Aim of the task: Please reproduce the lines below word for word, leaving out the pictures.

Raw records:
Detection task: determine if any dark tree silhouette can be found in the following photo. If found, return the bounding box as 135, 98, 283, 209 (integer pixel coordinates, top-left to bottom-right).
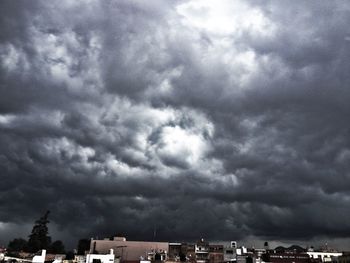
78, 238, 90, 255
27, 211, 51, 253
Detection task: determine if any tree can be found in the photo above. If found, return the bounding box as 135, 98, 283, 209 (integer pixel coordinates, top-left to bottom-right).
27, 211, 51, 253
78, 238, 90, 255
49, 240, 66, 254
7, 238, 27, 253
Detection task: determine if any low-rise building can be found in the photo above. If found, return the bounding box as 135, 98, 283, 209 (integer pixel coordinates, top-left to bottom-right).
90, 237, 169, 263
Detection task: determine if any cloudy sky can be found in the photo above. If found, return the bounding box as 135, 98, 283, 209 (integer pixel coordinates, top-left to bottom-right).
0, 0, 350, 252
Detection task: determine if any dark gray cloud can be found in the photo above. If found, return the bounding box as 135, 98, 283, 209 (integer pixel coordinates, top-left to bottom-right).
0, 1, 350, 252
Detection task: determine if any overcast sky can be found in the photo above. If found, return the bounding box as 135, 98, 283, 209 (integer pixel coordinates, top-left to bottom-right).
0, 0, 350, 252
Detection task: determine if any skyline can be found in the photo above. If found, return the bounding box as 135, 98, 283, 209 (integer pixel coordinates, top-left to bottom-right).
0, 0, 350, 251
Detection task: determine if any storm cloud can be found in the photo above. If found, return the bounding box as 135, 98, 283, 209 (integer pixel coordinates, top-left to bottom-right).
0, 0, 350, 251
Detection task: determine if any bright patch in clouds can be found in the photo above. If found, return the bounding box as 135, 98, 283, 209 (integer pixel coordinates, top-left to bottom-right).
177, 0, 275, 36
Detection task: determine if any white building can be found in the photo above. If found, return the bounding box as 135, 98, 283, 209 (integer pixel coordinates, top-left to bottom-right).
32, 249, 46, 263
86, 249, 115, 263
306, 251, 343, 262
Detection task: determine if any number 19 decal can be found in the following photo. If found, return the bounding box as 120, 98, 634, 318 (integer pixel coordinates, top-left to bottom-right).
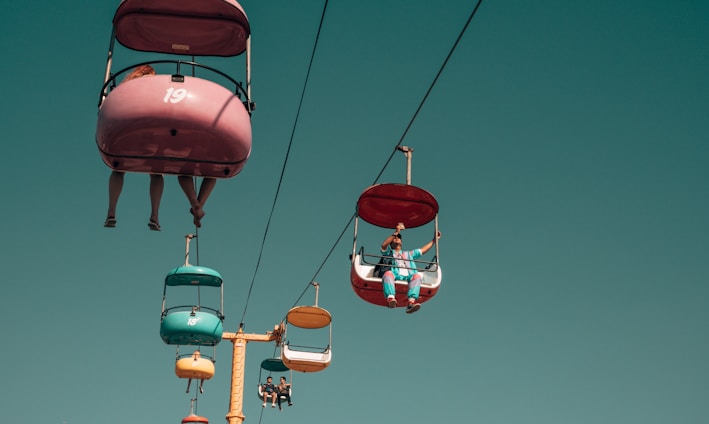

Final answer:
Detection task: determine if any dark tree silhouette can be found in the following photo. If found, return the bounding box as 135, 98, 283, 209 (integer pixel coordinates, top-left to bottom-right).
78, 238, 90, 255
27, 211, 51, 253
Detection task: determine if any tree can be found in the photo above. If found, return the bounding box as 135, 98, 283, 209 (integer pixel coordinates, top-left to bottom-right).
27, 211, 51, 253
78, 238, 90, 255
49, 240, 66, 254
7, 238, 27, 253
Detection task: determine if any low-rise building can be found in the photo above. If found, return the bounding box as 135, 98, 283, 209 (integer pixel coordinates, top-left to bottom-right).
90, 237, 169, 263
Detection task: determine if any cloudy sky can be found in the photo above. If found, return the bounding box as 135, 98, 283, 209 (integer pixel coordinates, top-left to bottom-right).
0, 0, 350, 252
Detection task: determine if any dark gray cloud can be found in the photo above. If found, return the bounding box as 135, 98, 283, 209 (integer pixel coordinates, top-left to bottom-right).
0, 1, 350, 252
Detection task: determine if any overcast sky can be found in the photo above. If found, return the bounding box as 135, 98, 283, 209 (integer pixel coordinates, top-left to bottom-right).
0, 0, 350, 252
Detection task: determine if any skyline can be found in the photo above. If found, return the bounding box as 135, 98, 283, 209 (integer pixel coordinates, top-left to bottom-right).
0, 0, 350, 251
Detection task: determine if any storm cloud can be found in the photo above. If found, return the bounding box as 135, 98, 283, 209 (integer pixel coordinates, top-left to bottom-right).
0, 0, 350, 251
Detection task: determine if any bright patch in clouds can be found in the photo above. If found, return the bounding box as 135, 98, 283, 209 (integer pixel coordinates, top-left to bottom-right).
177, 0, 275, 36
Detection task: determine if any white building can be found in the photo above. If found, return the bounding box as 135, 98, 283, 209 (integer pixel coordinates, top-left to bottom-right).
32, 249, 46, 263
86, 249, 115, 263
306, 251, 343, 262
Detection task: determine if any number 19 decal can be found in the following photo. If found, return the bounding box as 120, 98, 634, 318 (integer pixel coordinates, top-left to bottom-right).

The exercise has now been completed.